═══ SOURCE TEXT

Lemon Blueberry Cheesecake Dip

Servings 8 -10 servings

Ingredients

For the Cheesecake layer:

  • 1 block 8 ounces cream cheese (I used Philadelphia, 1/3 less fat)
  • 1/8 teaspoon salt
  • 1/2 cup sugar
  • 1 teaspoon lemon zest
  • 1 teaspoon vanilla
  • 1 cup heavy whipping cream

For the fruit topping:

  • 2 cups fresh blueberries
  • 2 Tablespoons apple jelly

Dipper ideas:

  • vanilla wafers
  • ginger cookies
  • lemon cookies
  • graham crackers
  • butter crackers

Instructions

  1. Make the lemon curd and allow to cool. (See link to recipe in the ingredients list.)
  2. For the cheesecake layer, in a mixing bowl, beat cream cheese with electric mixer until smooth and creamy, about 1 minute. Add salt, sugar, lemon zest and vanilla and beat until well combined. While continuing to beat the cream cheese mixture, gradually drizzle whipping cream down the side of the bowl to prevent splashing. Beat at high speed until fully combined and mixture gets fluffy and thick. You should see the beaters leaving definite trails in the mixture. If you pull a spatula through the mixture, it should leave a clear path.
  3. Spread the cheesecake mixture on a large serving plate. My serving plate was 12" wide and I spread the mixture evenly stopping about 1/2" from the edge.

══════

# WRITTEN EXERCISE 1
According to the cheesecake dip recipe, how long should the cream cheese be beaten before the other ingredients are added?
# WRITTEN EXERCISE 2
Continue the cheesecake dip recipe from the end of step 3.

═══ EXTRACTED ENTRIES

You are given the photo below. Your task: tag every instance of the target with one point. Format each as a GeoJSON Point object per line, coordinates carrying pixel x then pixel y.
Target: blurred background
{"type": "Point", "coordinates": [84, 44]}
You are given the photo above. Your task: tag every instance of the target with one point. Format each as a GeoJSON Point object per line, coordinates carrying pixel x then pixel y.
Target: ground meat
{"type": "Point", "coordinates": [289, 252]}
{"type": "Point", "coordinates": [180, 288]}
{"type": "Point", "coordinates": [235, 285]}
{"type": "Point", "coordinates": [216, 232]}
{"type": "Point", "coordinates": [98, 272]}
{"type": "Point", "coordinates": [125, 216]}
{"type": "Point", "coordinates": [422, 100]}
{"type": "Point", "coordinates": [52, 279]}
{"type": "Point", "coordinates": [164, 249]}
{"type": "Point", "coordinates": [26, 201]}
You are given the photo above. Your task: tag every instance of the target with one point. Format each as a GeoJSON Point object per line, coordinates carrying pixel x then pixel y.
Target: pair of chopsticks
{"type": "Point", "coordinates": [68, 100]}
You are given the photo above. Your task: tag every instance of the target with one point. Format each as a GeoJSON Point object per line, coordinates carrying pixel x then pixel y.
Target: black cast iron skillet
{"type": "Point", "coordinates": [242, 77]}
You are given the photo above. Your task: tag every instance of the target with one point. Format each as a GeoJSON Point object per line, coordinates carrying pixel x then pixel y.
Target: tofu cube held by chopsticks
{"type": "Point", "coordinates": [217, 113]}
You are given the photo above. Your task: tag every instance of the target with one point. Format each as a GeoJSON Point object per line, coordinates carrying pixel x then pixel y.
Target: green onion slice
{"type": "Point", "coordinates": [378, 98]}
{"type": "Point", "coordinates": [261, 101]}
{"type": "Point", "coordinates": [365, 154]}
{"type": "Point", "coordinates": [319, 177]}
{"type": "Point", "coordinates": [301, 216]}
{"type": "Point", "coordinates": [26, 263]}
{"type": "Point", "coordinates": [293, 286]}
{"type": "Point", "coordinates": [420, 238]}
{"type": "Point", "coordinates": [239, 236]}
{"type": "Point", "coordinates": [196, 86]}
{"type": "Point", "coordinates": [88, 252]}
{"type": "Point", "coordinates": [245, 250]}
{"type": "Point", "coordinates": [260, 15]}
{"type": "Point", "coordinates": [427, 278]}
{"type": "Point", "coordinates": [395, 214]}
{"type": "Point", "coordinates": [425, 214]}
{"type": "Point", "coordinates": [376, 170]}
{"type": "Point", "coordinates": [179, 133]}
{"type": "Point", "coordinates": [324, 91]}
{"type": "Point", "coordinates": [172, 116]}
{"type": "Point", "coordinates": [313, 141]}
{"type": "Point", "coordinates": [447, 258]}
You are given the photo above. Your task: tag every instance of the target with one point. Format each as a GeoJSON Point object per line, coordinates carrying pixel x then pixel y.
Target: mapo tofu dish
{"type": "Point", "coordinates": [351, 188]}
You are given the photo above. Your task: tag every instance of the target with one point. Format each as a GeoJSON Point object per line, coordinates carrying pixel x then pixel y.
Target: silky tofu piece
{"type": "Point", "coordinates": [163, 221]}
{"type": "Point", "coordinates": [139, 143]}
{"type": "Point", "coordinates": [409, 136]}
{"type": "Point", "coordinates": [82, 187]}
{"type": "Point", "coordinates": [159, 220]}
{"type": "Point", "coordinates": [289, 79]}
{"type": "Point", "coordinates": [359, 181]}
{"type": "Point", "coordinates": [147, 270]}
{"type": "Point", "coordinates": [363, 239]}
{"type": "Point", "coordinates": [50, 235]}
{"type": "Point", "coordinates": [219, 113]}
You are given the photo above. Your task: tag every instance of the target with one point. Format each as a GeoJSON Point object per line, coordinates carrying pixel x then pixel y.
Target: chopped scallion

══════

# WRITTEN REPLY 1
About 1 minute, until smooth and creamy.

# WRITTEN REPLY 2
  4. Pour cooled lemon curd over the cheesecake layer and spread it evenly over the top, stopping about 1/2" from the edge.
  5. Melt apple jelly in the microwave until it's melted into a syrup. This will only take about 10 seconds or so.
  6. Toss the blueberries with the melted jelly. You can add more jelly if there's not enough to coat your berries.
  7. Arrange blueberries over the top of the lemon curd layer.
  8. Serve with dippers on the side, or use them to decorate the dip by sticking the edges of your dippers into the cheesecake mixture and overlapping them as you go around the edge of the plate. Do not do this step in advance or the edge of your cookies will soften in the dip. It will still be good, but you might need a spoon to scrape up the softened edges. Serve extra dippers on the side.

Recipe Notes

*If you make your own lemon curd, you'll need about 2 large lemons. That should give you enough juice and zest for the curd recipe as well as enough zest for the cheesecake layer.

*You can use any clear jelly that will melt down into a syrup. Jams and preserves will not give you that shiny effect. I used apple, but you could use grape or blueberry or any flavor that works for you.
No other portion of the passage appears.